*Source passage:*
//Jessie Bauer, mom of two, credits the Affordable Care Act for saving her life following a thyroid cancer diagnosis in 2016. Photo provided by Bauer.
In March of 2016, Jessie Bauer’s life was threatened in a way she never saw coming. Cancer took hold of her.
Every day since, she’s been thankful for a piece of legislation that passed a decade ago, known as the Affordable Care Act, commonly referred to as Obamacare.
At the time, the mother of a baby girl and five-year-old boy with autism spent her days and nights preparing meals, teaching the ABCs and rocking her kids to sleep, while her husband clocked in hours outside of the home.
“I was a stay-at-home mom for almost seven years,” Bauer said. “All of our health insurance was through my husband’s employer.”
And then a vortex of calamity upended her whole world. After feeling never-ending fatigue and intense mood swings combined with difficulty breathing, Bauer underwent tests that uncovered a golf-ball-sized tumor blocking her airways and depriving her brain of oxygen. She was diagnosed with thyroid cancer at the age of 33. At the same time, another part of her life was unraveling.
“My marriage blew up. My body was growing cancer. I felt like a ticking time bomb,” Bauer said.
Newly diagnosed with cancer, a pre-existing condition, she and her husband filed for a divorce. And as a result, she lost health care coverage, leaving her with one option as she underwent cancer treatment—she bought her own health care coverage through the Affordable Care Act.
“It saved my life and prevented my children from potentially not having a mother,” Bauer said.
Looking back, despite the high-priced premiums Bauer paid and delays she faced under the ACA, she knows it could’ve played out much differently.
“They have to allow people with pre-existing conditions to have access to health insurance, denying access to health insurance is literally killing people,” Bauer said.
Millions of other stories like Bauer’s exist, which is why all eyes will soon be on the U.S. Supreme Court.
On Nov. 10, justices are set to hear arguments in a case brought by more than a dozen Republican-controlled states, led by Texas and supported by the Trump administration, challenging the Affordable Care Act.
The lawsuit seeks to void the 2010 health reform law, arguing that the entire law became unconstitutional after Congress eliminated the tax penalty in 2017 for those lacking coverage, known as the individual mandate. If that happens, it could lead to millions of people losing health insurance, especially low-and middle-income Americans, those with pre-existing medical conditions and those without employer-provided insurance.
Colorado has made several changes stemming from the ACA’s passing, including expanding Medicaid. The state also set up its own health insurance marketplace, called Connect for Health Colorado.

*Task to complete:* According to the article on the Affordable Care Act, why did Jessie Bauer lose her health care coverage during her cancer treatment?

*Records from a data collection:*
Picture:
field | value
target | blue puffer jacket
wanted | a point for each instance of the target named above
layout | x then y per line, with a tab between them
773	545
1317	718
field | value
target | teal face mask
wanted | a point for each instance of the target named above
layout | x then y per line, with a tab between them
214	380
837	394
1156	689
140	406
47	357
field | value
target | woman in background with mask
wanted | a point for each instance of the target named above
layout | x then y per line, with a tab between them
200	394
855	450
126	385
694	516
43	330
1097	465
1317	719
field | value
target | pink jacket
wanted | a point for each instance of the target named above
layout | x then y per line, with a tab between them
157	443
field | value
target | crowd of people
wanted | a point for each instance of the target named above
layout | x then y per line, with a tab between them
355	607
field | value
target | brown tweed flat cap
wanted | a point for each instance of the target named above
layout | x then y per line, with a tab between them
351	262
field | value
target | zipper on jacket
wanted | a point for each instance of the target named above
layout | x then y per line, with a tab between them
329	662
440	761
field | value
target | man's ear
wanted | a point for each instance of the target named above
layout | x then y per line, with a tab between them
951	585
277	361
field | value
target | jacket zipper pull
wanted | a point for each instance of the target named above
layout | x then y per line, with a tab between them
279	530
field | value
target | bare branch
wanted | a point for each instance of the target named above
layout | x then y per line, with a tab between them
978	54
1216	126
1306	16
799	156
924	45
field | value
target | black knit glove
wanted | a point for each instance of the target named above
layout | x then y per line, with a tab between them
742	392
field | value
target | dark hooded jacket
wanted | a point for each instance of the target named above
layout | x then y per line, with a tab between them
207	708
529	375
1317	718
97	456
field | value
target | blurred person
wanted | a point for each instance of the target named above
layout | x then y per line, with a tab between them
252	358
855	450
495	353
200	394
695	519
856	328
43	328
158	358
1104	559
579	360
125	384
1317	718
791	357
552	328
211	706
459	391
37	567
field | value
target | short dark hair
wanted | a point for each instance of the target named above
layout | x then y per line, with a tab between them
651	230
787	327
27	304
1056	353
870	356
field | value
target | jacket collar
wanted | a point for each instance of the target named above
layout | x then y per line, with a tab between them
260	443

*Written reply:* All of her family's health insurance came through her husband's employer. When she and her husband filed for divorce, she lost that coverage, so her only option was to buy her own coverage through the Affordable Care Act.